=== PAGE EXTRACT ===
I’ll consider my own pleasure to be not a nice add-on to sex, but a goddamned requirement. I will choose partners who agree with that assessment and we will engage in the kind of sex that gets us both what we need. I’ll without apologies consider “unrepentantly shitty in bed” to be a dealbreaker in my romantic relationships.

And the wild part?

I’ll do all that and I’ll still enjoy a sex life that is a zillion times better than anything I faced as a nice, modest, pure, sweet, sex-shamed and cowed fundagelical wife.**

And even worse from their perspective, I’ll still have way better relationships than I ever had as a Christian.

I know, right? It’s almost as if Christians’ opinions are not universally true for everyone everywhere and that people can be perfectly happy doing stuff that runs totally contrary to Christians’ opinions.

When we hear a Christian chirp some platitude “oh people should never have sex outside of wedlock because obeying ‘God’s’ plan for sex makes it better!” then we are allowed to challenge that idea. We are allowed to remind them that their opinions do not universally apply to all other human beings and that their opinions do not dictate reality for anybody else but themselves. We’re allowed to tack on a “… in your experience” when they express their opinions.

We’re allowed to tell them that we don’t happen to agree. We’re allowed to mention that our experiences have been markedly different from their insistence about what our experiences must have been. We’re allowed to tell them that we don’t accept their interpretation of our experiences, if we don’t.

What I’m suggesting here is that we be aware of these blithe and usually strikingly ignorant statements about reality, and that we gently challenge them when we see them (if we can do so safely!). I keep thinking about how my life looked when I was a nice Christian wife and how my mother’s life looked as one, and I think it would have knocked me over with a feather had someone seriously challenged my opinions. It never even occurred to me that an egalitarian marriage model could work, or that sex could feel so good that women could enjoy it simply for its own sake–or that they even should. I  can still remember the first time someone did challenge my views–and how amazingly liberating it was to have my upset and anger validated!
===
* **PROBLEMS TO WORK ON**
(1) Reproduce word for word the stretch of the excerpt from "And even worse" through "express their opinions.".
(2) For each statement, say yes or no to whether the excerpt agrees with it, and quote the words that decide it. (a) The writer treats being "unrepentantly shitty in bed" as a dealbreaker in romantic relationships. (b) The writer had always believed an egalitarian marriage model could work. (c) The writer urges challenging such statements whether or not it is safe to do so.
=== DATASET EXTRACT ===
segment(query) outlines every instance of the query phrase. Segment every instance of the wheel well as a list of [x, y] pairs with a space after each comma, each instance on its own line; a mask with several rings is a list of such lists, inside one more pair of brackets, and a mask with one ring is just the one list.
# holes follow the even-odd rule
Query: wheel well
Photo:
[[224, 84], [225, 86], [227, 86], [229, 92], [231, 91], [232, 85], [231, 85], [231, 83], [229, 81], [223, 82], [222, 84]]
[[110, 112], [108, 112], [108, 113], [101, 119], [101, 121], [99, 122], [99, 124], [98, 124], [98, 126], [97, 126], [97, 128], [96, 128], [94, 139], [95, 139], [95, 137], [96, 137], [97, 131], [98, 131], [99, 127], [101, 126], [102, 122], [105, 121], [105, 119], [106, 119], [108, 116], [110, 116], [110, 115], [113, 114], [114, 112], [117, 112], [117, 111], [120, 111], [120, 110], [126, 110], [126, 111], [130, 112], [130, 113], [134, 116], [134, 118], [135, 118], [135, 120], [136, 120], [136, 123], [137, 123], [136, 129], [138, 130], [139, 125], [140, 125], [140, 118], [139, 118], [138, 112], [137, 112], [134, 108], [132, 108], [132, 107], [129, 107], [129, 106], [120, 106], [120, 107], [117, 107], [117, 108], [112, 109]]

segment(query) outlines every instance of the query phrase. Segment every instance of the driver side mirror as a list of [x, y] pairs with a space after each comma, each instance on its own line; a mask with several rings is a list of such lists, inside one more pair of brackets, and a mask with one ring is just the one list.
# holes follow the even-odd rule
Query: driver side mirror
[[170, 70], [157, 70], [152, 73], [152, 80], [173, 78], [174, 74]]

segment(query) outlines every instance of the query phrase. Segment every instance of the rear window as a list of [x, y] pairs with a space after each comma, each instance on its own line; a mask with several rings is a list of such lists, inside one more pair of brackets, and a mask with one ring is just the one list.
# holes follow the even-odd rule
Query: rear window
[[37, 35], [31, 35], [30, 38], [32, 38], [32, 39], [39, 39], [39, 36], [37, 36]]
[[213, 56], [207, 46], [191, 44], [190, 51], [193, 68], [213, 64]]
===
* **SOLUTIONS TO THE EXERCISE**
(1)
And even worse from their perspective, I’ll still have way better relationships than I ever had as a Christian.

I know, right? It’s almost as if Christians’ opinions are not universally true for everyone everywhere and that people can be perfectly happy doing stuff that runs totally contrary to Christians’ opinions.

When we hear a Christian chirp some platitude “oh people should never have sex outside of wedlock because obeying ‘God’s’ plan for sex makes it better!” then we are allowed to challenge that idea. We are allowed to remind them that their opinions do not universally apply to all other human beings and that their opinions do not dictate reality for anybody else but themselves. We’re allowed to tack on a “… in your experience” when they express their opinions.

(2)
(a) Yes: "I’ll without apologies consider “unrepentantly shitty in bed” to be a dealbreaker in my romantic relationships."
(b) No: "It never even occurred to me that an egalitarian marriage model could work"
(c) No: "(if we can do so safely!)"